Begin

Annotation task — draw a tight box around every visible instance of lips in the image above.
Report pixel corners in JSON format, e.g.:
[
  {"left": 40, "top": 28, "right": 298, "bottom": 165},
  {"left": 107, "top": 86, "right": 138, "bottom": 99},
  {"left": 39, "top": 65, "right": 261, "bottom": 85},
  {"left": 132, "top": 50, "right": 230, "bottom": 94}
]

End

**Aim:** Copy the data above word for word.

**Problem solution:**
Annotation task — draw a tight box around every visible instance of lips in the image above.
Report pixel corners in JSON format, e.g.:
[
  {"left": 40, "top": 28, "right": 298, "bottom": 165},
  {"left": 107, "top": 86, "right": 138, "bottom": 99},
  {"left": 39, "top": 65, "right": 261, "bottom": 85},
  {"left": 132, "top": 50, "right": 230, "bottom": 94}
]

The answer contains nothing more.